▶ [The request] Set down exactly the lines from the one containing "Please drop a marker on the sidewalk" through the last line of the records below, both included, and nothing else.

▶ [Data rows]
────────────────
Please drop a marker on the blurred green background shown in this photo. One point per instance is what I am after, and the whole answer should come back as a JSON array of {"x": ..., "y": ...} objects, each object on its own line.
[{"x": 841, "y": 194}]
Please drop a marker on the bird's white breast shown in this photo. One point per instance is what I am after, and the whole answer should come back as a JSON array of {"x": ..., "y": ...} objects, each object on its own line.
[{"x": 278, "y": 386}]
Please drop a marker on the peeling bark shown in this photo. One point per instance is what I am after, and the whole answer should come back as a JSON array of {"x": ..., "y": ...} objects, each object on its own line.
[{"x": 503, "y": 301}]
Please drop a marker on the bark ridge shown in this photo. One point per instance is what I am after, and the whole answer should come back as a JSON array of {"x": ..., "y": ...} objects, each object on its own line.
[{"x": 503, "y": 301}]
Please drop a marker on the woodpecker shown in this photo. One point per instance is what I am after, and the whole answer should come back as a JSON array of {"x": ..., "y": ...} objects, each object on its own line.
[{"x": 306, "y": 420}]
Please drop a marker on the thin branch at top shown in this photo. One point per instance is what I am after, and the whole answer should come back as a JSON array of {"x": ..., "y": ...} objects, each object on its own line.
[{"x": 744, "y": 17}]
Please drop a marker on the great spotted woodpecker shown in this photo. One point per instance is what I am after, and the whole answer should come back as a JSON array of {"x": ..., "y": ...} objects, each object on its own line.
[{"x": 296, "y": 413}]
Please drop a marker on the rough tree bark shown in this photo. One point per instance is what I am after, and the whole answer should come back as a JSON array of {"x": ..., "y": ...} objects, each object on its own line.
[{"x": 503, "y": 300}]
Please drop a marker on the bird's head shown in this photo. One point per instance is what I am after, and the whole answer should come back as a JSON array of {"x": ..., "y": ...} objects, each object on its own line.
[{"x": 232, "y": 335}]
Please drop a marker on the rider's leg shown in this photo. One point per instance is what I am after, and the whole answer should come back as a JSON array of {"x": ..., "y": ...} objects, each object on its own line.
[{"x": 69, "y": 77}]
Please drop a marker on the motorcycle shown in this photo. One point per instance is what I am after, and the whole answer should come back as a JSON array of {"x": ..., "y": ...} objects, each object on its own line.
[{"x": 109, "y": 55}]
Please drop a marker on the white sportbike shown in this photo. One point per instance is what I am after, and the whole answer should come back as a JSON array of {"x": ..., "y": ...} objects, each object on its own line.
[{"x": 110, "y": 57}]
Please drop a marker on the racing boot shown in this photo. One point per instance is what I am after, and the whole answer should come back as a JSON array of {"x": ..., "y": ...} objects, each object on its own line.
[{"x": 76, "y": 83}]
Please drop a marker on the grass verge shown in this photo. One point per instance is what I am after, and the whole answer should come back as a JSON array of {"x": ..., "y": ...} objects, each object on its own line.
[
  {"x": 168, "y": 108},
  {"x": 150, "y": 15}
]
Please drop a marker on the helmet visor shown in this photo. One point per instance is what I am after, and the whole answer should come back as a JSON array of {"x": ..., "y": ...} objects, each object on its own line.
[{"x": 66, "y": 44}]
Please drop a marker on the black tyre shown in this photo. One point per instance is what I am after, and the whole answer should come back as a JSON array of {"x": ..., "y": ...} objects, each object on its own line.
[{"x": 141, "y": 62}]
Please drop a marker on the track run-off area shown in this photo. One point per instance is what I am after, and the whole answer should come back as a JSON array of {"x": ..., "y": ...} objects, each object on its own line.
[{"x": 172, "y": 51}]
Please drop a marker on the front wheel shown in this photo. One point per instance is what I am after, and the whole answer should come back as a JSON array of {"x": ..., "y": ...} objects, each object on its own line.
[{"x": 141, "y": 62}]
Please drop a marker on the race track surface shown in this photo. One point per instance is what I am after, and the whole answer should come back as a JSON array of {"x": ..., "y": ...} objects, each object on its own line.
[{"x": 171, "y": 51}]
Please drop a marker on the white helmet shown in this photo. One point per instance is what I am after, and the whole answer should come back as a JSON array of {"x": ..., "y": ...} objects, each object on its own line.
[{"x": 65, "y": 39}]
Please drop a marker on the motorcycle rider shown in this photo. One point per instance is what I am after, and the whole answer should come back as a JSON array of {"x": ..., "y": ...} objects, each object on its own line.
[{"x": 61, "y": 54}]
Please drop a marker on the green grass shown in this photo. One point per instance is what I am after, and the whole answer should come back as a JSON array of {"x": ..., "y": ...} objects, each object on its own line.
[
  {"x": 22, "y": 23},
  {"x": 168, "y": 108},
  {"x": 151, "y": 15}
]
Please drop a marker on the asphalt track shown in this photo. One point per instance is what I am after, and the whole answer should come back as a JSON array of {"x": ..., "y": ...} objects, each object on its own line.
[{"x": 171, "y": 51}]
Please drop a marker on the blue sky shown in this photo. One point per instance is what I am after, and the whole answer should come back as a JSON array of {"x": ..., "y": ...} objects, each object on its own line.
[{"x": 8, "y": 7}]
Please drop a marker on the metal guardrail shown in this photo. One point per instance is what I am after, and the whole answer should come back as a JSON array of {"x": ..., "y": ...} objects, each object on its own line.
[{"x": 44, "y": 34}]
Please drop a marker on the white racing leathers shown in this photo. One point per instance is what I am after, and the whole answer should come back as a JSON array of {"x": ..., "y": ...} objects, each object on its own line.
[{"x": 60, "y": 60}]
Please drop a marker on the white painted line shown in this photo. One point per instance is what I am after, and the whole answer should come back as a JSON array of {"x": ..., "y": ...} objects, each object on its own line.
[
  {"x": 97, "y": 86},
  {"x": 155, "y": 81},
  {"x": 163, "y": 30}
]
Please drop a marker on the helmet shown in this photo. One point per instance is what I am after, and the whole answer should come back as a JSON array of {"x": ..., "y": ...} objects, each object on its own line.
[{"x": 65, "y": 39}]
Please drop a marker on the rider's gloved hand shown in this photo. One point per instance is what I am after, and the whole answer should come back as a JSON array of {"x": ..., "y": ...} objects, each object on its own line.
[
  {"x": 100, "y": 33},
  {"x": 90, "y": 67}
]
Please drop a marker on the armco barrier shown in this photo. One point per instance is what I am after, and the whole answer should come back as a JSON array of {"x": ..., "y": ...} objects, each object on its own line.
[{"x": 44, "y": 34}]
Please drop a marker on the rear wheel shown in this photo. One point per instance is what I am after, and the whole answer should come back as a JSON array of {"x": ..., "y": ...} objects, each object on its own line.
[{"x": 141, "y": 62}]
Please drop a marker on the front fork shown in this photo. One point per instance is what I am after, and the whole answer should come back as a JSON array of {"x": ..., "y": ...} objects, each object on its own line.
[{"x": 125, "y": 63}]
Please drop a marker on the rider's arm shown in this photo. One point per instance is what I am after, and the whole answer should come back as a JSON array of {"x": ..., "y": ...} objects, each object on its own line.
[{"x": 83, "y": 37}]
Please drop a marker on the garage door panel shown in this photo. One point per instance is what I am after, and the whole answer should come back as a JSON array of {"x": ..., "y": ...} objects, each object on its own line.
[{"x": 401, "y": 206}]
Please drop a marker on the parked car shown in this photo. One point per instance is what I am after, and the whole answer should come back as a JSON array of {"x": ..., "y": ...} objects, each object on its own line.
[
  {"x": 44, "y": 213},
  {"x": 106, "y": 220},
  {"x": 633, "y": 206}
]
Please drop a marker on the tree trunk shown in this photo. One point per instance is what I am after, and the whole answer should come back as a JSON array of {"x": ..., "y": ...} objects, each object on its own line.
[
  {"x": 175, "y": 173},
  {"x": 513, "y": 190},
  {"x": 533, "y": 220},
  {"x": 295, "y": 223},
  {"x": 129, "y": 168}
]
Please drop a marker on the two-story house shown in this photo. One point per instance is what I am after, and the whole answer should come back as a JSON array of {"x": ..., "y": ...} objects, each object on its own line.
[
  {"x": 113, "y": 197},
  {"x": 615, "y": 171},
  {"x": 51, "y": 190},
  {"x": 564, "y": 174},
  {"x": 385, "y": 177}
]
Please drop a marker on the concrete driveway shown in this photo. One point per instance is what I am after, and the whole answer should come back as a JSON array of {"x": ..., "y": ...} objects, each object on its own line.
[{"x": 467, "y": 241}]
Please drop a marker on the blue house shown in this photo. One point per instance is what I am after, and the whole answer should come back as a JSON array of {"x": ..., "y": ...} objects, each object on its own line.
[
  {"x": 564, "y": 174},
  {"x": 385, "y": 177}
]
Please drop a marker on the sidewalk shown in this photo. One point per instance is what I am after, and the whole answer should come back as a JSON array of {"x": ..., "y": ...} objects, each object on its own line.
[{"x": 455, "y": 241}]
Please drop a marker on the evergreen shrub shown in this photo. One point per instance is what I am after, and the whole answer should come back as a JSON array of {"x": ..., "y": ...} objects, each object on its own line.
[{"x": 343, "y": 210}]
────────────────
▶ [Output for this task]
Please drop a marker on the sidewalk shown in this photo. One point per instance is what I am after, and the whole answer should come back as a JSON array of {"x": ..., "y": ...} objects, each object on its own line.
[{"x": 455, "y": 241}]
Please drop a marker on the evergreen shrub shown in this photo. One point per instance is what I am after, and the whole answer should come back as a JSON array of {"x": ..., "y": ...} objects, each object on its own line.
[{"x": 343, "y": 210}]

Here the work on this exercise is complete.